** TEXT SHOWN follows **

2019 is nearing an end, but not before closing with a bang, as Aramco makes its debut listing on Tadawul and shares start trading today. This year was marked by major events that rocked the world from its foundation and we list the 5 most important below.
Putting Boris Johnson’s plan for Brexit into action will be a “major” challenge for the government to deliver the infrastructure and staffing needed, and due to new customs arrangements for Northern Ireland, said BBC recently.
The PM, elected on the 24 of July, 2019, has said the UK will fully exit the EU by December 2020 if he wins the election and MPs approve his plan. But it’s been that kind of tumultuous journey for Brexit before and since Johnson took over as PM.
In January, Theresa May remained Prime Minister after surviving a vote of no confidence by 325 to 306, BBC reports.
Next, the Brexit deadline was extended from March 29 to April 12 bringing further Brexit volatility in financial markets both locally and globally, marked by widespread investor caution and a 14% drop in business investment. A sluggish UK housing growth diverted attention to Dubai’s properties market.
Two months of political uncertainties took its toll on the Pound Sterling, shedding some 1.7% against the US Dollar since Theresa May’s resignation announcement on May 24.
The Pound surged past the psychologically-important 1.25 level, reaching its highest in two months versus the Dollar, on hopes in September that a Brexit deal can be reached before a new October 31 deadline. To add to matters already gone bad with 0.2% growth in EU GDP, On October 18, the US imposed tariffs on $7.5 billion worth of European goods.
On October 28, the EU agreed to delay UK’s Brexit decision until Jan. 31.
2-US-China trade war
The US and China have, in principle, lately agreed to discussing rolling back tariffs on each other’s goods in phases. This will be done in the same proportion and simultaneously.
The trade war started last July when US President Donald Trump followed through on months of threats and imposed sweeping tariffs on China for alleged unfair trade practices.
So far, the US has slapped tariffs on $550 billion worth of Chinese products. China, in turn, has set tariffs on $185 billion worth of US goods.
In August 2019, China’s top trade negotiator Vice Premier Liu He called for calm. Liu said the escalation of the trade war was “against the interest of China, the US, and the entire world”.
Risk appetite was expected to remain soft amid intensifying concerns over the global economic landscape made worse by the trade war. Sentiments have since improved on hopes of a phased deal between the two economic poles.
But there are surprises, like this one. China’s Communist Party has ordered all state offices to remove foreign hardware and software within three years, the Financial Times reported, in a move which could hit major U.S. firms including Microsoft, Dell and HP. The policy has been dubbed “3-5-2” because the replacement of the technology will happen at a pace of 30% in 2020, 50% in 2021, and 20% in 2022, the newspaper said. The move by the Chinese government aims to protect against an escalation of tensions with the U.S.
3- Saudi Aramco launched the world’s greatest IPO
Saudi Aramco’s long-fabled $2 trillion IPO, coming from the world’s most profitable country got the world listening and watching. The IPO is currently unfolding, and while it is uncertain if a $2 trillion valuation will be reached, the company is expected to raise record levels of capital. As of this writing, the IPO has raised $29.4 billion, as per Reuters.

** End of TEXT SHOWN **

TASKS TO PERFORM —
• a. Name every news organization that the year-in-review article cites as a source.
• b. Translate this sentence from the year-in-review article into Spanish: "On October 28, the EU agreed to delay UK’s Brexit decision until Jan. 31."

** SUPPLIED INFORMATION follows **

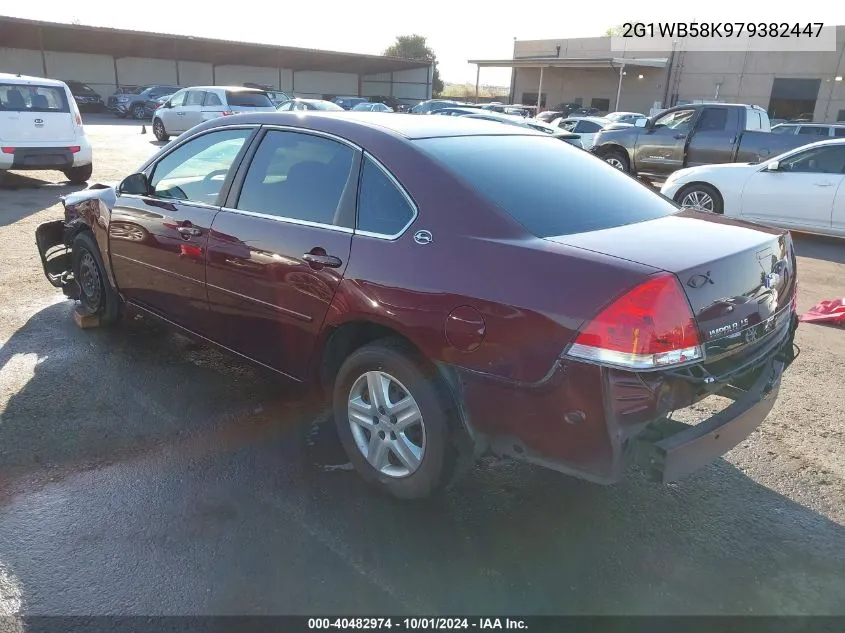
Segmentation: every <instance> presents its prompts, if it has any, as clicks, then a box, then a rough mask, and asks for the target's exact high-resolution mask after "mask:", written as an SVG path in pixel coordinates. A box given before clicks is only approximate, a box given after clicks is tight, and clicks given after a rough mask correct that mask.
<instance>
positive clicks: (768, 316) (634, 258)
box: [548, 211, 797, 364]
mask: <svg viewBox="0 0 845 633" xmlns="http://www.w3.org/2000/svg"><path fill="white" fill-rule="evenodd" d="M548 239H550V240H552V241H555V242H558V243H562V244H568V245H570V246H574V247H577V248H584V249H587V250H591V251H595V252H600V253H605V254H607V255H612V256H615V257H619V258H622V259H626V260H629V261H632V262H638V263H640V264H644V265H647V266H652V267H654V268H657V269H660V270H664V271H667V272H671V273H674V274H675V275H676V276H677V277H678V280H679V281H680V283H681V287H682V288H683V290H684V292H685V294H686V296H687V299H688V300H689V302H690V305H691V307H692V310H693V313H694V315H695V318H696V321H697V323H698V327H699V331H700V334H701V340H702V342H703V343H704V348H705V353H706V356H707V362H708V364H709V363H712V362H717V361H719V360H722V359H726V358H727V357H733V356H734V355H735V354H739V353H742V354H744V353H746V352H751V351H752V350H753V349H756V348H757V347H759V346H760V345H761V344H762V343H763V342H764V340H766V339H767V338H768V335H769V334H771V333H773V332H774V331H777V330H779V329H780V326H782V325H783V324H784V322H788V321H789V318H788V316H789V314H790V306H791V303H792V297H793V294H794V293H795V288H796V281H797V279H796V269H795V256H794V253H793V249H792V240H791V238H790V237H789V234H788V233H787V232H785V231H781V230H778V229H771V228H767V227H763V226H758V225H751V224H748V223H744V222H739V221H735V220H730V219H728V218H724V217H722V216H717V215H714V214H709V213H699V212H695V211H683V212H681V213H678V214H676V215H672V216H667V217H664V218H658V219H656V220H649V221H646V222H639V223H636V224H628V225H625V226H620V227H615V228H609V229H603V230H599V231H591V232H587V233H578V234H573V235H564V236H559V237H552V238H548Z"/></svg>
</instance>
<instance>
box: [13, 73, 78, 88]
mask: <svg viewBox="0 0 845 633" xmlns="http://www.w3.org/2000/svg"><path fill="white" fill-rule="evenodd" d="M0 81H2V82H3V83H11V84H21V85H24V84H38V85H39V86H56V87H64V86H66V85H67V84H65V82H63V81H59V80H58V79H47V78H46V77H33V76H31V75H13V74H12V73H0Z"/></svg>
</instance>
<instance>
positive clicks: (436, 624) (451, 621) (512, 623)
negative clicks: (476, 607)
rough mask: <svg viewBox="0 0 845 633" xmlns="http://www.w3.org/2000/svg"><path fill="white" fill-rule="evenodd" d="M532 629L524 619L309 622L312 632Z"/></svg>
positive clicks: (313, 621) (439, 618) (419, 617)
mask: <svg viewBox="0 0 845 633" xmlns="http://www.w3.org/2000/svg"><path fill="white" fill-rule="evenodd" d="M527 628H528V626H527V625H526V623H525V621H524V620H522V619H520V618H443V617H413V618H309V619H308V630H311V631H315V630H331V629H345V630H352V631H359V630H360V631H364V630H397V631H425V630H450V629H459V630H479V631H495V630H511V631H518V630H526V629H527Z"/></svg>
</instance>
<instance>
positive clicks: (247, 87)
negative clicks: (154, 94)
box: [155, 84, 267, 92]
mask: <svg viewBox="0 0 845 633" xmlns="http://www.w3.org/2000/svg"><path fill="white" fill-rule="evenodd" d="M155 85H157V86H162V87H164V86H167V85H168V84H155ZM182 90H230V91H232V92H267V91H266V90H262V89H261V88H249V87H247V86H188V87H187V88H182Z"/></svg>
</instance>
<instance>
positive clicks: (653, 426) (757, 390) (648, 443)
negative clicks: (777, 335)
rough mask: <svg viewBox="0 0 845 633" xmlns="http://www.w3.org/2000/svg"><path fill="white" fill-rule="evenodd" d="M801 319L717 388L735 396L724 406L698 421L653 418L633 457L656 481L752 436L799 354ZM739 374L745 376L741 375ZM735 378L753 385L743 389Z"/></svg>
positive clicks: (641, 439) (705, 461) (717, 454)
mask: <svg viewBox="0 0 845 633" xmlns="http://www.w3.org/2000/svg"><path fill="white" fill-rule="evenodd" d="M797 325H798V320H797V317H795V316H794V315H792V319H791V322H790V324H789V326H788V329H787V333H786V337H785V338H784V339H781V341H780V342H779V343H778V344H777V345H776V346H775V347H774V349H773V350H771V351H769V352H768V353H767V354H765V355H764V356H763V358H762V359H761V360H760V361H759V362H758V363H755V364H754V366H752V367H748V368H747V371H745V372H743V374H742V375H740V376H734V377H732V378H733V380H732V381H731V383H729V384H726V385H725V386H723V387H722V388H721V389H720V390H719V391H718V392H717V393H718V395H720V396H723V397H726V398H729V399H731V400H733V402H732V403H731V404H730V405H728V406H727V407H726V408H725V409H724V410H722V411H720V412H718V413H716V414H714V415H713V416H711V417H710V418H708V419H706V420H704V421H702V422H699V423H698V424H696V425H694V426H690V425H688V424H684V423H682V422H677V421H673V420H669V419H666V418H661V419H658V420H655V421H653V422H652V423H651V424H649V425H648V427H647V428H646V429H645V430H644V431H643V432H642V433H641V434H639V435H638V436H637V437H636V439H635V441H634V444H633V446H632V449H633V462H634V463H635V464H636V465H637V466H639V467H640V468H641V469H643V470H644V471H645V472H646V474H647V475H648V477H649V478H650V479H652V480H654V481H660V482H664V483H665V482H669V481H675V480H677V479H680V478H682V477H684V476H685V475H688V474H690V473H692V472H694V471H696V470H699V469H700V468H702V467H703V466H706V465H707V464H709V463H711V462H713V461H714V460H716V459H717V458H719V457H720V456H722V455H724V454H725V453H727V452H728V451H729V450H731V449H732V448H734V447H735V446H737V445H738V444H739V443H740V442H742V441H743V440H744V439H745V438H746V437H748V436H749V435H750V434H751V432H752V431H754V429H756V428H757V427H758V426H760V424H761V423H762V422H763V420H765V419H766V417H767V416H768V415H769V412H770V411H771V410H772V408H773V407H774V405H775V402H776V401H777V397H778V393H779V390H780V382H781V377H782V375H783V372H784V370H786V368H787V367H789V365H791V364H792V362H793V361H794V360H795V358H796V357H797V353H796V347H795V344H794V337H795V329H796V328H797ZM749 377H750V378H749ZM741 378H745V380H744V381H738V380H737V379H741ZM736 382H741V383H742V384H745V385H749V383H750V386H748V387H747V388H746V389H742V388H739V387H737V386H736V384H735V383H736Z"/></svg>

** End of SUPPLIED INFORMATION **

TASK-BY-TASK RESULTS —
• a.
BBC
Financial Times
Reuters

• b. El 28 de octubre, la UE acordó aplazar la decisión del Reino Unido sobre el Brexit hasta el 31 de enero.